**Written request:** State how many lines of the records below contain the string "item", giving the number alone.

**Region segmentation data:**

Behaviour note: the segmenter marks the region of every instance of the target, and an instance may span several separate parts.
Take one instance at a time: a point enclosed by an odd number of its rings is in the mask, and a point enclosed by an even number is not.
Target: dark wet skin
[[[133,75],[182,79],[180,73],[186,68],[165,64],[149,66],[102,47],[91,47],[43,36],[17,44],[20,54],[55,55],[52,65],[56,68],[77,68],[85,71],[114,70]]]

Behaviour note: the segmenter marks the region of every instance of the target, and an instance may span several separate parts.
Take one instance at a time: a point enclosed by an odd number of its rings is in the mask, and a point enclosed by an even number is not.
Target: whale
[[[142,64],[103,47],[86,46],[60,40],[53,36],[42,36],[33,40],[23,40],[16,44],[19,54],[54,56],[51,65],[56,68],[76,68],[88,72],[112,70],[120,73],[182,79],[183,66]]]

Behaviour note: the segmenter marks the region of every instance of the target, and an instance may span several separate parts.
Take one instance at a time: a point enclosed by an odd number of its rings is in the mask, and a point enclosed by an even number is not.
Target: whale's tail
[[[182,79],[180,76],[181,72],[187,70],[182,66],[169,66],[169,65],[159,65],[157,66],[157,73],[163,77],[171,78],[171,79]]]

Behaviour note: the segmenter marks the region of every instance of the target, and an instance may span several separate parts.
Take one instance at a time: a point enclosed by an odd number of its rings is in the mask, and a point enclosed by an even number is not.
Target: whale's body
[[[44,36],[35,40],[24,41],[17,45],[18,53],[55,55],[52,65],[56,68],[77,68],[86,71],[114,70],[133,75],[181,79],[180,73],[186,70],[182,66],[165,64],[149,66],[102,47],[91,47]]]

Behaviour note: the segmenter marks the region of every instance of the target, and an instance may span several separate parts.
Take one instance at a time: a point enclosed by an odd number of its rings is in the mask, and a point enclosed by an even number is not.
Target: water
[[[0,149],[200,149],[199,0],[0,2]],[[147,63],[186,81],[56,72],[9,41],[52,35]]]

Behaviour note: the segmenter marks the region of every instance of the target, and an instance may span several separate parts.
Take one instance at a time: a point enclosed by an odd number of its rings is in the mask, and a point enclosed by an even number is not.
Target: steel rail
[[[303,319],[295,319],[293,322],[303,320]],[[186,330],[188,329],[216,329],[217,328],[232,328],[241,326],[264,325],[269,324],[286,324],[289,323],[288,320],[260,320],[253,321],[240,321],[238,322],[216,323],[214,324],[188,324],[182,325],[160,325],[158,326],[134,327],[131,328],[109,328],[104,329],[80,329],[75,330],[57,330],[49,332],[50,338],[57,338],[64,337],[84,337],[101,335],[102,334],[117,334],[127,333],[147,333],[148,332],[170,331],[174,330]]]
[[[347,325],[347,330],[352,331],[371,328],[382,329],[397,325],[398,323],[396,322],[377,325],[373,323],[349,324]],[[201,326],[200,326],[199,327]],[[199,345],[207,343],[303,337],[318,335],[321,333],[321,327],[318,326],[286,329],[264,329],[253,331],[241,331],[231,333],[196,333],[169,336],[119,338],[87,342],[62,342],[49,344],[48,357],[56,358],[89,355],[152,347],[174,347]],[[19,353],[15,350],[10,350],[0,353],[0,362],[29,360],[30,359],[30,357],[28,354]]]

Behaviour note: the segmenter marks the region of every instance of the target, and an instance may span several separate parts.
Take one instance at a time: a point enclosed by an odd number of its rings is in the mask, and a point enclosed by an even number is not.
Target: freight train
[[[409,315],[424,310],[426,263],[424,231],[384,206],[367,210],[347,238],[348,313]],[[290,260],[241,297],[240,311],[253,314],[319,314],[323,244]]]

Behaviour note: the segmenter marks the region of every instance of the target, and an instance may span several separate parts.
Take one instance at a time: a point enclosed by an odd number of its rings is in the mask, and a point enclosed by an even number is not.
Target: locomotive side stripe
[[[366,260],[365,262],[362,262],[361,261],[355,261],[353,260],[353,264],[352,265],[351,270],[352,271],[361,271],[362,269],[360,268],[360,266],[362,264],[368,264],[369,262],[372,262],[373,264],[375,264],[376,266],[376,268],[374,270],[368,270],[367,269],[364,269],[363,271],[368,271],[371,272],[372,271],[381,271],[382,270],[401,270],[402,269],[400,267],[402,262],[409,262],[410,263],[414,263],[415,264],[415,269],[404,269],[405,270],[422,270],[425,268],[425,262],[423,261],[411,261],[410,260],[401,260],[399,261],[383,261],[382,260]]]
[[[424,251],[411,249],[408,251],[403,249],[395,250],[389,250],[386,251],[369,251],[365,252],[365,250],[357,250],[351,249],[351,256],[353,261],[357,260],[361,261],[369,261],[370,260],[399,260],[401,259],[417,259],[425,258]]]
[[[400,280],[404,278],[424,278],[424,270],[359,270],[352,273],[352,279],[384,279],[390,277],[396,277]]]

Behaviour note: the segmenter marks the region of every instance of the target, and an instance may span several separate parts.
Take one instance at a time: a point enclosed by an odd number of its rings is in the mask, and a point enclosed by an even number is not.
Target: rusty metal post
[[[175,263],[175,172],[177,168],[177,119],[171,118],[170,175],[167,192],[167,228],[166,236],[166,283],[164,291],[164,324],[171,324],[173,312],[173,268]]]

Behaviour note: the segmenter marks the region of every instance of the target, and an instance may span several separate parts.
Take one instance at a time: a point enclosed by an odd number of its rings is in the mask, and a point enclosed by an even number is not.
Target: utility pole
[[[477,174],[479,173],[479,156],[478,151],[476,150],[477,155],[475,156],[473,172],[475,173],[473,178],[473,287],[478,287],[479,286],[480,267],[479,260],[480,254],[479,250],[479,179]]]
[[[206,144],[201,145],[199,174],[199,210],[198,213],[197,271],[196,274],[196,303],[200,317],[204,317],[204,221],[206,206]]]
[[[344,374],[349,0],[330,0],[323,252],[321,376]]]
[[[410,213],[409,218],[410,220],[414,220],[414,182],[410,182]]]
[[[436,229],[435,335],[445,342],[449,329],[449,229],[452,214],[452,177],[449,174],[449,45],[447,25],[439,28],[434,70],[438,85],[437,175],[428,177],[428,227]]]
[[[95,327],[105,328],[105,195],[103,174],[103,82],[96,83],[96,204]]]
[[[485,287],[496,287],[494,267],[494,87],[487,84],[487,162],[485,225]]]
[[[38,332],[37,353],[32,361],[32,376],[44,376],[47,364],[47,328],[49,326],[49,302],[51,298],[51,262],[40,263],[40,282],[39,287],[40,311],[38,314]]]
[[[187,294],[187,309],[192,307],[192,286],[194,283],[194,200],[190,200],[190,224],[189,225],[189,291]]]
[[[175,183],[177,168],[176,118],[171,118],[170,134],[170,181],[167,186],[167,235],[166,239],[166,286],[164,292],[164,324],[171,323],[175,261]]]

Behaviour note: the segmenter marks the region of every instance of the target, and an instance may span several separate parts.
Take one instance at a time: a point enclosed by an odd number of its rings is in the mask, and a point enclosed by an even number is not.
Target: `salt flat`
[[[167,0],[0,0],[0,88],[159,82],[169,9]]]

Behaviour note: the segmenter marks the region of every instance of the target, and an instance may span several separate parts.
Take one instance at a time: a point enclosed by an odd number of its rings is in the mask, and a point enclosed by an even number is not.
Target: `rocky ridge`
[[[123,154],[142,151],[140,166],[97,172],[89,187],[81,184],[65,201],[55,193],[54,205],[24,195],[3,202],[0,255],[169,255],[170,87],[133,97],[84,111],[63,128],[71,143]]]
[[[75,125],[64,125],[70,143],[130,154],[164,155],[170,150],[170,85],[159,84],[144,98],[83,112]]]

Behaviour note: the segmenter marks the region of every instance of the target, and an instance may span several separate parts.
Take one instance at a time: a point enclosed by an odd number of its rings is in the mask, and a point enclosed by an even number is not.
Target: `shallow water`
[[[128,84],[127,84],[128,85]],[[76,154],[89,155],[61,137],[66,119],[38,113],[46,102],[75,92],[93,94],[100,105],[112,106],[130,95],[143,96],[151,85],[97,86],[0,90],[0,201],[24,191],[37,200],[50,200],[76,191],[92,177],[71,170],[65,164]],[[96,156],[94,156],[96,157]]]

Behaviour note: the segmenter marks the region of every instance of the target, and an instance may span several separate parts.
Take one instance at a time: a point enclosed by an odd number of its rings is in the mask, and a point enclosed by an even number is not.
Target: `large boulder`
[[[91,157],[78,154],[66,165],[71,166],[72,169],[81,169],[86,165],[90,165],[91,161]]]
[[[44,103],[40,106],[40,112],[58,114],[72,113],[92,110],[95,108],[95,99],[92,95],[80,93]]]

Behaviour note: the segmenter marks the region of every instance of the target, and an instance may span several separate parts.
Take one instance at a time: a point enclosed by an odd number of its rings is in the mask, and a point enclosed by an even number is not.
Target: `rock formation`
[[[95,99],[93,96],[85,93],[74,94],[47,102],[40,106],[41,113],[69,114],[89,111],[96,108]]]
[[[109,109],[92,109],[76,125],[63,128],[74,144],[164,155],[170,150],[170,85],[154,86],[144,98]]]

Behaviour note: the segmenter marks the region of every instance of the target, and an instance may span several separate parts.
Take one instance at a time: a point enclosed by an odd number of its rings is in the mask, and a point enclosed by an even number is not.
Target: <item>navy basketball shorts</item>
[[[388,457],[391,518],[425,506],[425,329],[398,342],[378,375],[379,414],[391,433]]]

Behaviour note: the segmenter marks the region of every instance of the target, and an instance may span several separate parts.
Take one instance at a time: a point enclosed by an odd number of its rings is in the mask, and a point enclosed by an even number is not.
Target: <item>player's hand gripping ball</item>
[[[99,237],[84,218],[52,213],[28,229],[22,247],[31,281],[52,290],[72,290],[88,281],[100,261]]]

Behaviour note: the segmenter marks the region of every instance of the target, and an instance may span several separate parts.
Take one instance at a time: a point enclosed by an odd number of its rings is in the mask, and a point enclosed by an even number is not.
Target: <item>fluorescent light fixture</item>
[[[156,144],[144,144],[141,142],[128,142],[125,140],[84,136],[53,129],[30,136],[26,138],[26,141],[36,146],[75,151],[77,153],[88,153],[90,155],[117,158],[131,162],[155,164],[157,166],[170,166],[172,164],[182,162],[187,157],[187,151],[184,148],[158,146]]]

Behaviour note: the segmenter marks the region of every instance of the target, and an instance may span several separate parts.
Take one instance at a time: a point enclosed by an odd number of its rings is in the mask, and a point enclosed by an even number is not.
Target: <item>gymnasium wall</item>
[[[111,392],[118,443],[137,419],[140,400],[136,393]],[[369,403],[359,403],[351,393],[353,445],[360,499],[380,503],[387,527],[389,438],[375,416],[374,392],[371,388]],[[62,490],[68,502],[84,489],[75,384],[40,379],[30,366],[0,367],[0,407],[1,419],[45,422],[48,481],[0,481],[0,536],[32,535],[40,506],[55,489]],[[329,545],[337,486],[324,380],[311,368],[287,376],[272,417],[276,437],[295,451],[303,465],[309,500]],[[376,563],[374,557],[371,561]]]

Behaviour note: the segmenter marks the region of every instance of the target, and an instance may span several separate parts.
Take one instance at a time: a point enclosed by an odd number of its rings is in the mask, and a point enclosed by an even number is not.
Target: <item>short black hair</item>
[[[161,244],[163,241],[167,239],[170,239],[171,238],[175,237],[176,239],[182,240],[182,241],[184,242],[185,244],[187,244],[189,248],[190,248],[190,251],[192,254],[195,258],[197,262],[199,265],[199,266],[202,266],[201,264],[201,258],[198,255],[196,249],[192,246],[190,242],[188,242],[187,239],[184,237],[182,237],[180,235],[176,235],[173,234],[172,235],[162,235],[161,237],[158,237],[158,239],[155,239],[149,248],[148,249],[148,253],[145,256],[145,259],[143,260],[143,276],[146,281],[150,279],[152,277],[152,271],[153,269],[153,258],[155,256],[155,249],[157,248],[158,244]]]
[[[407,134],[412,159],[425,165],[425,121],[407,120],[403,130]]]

**Reply to the exercise:** 5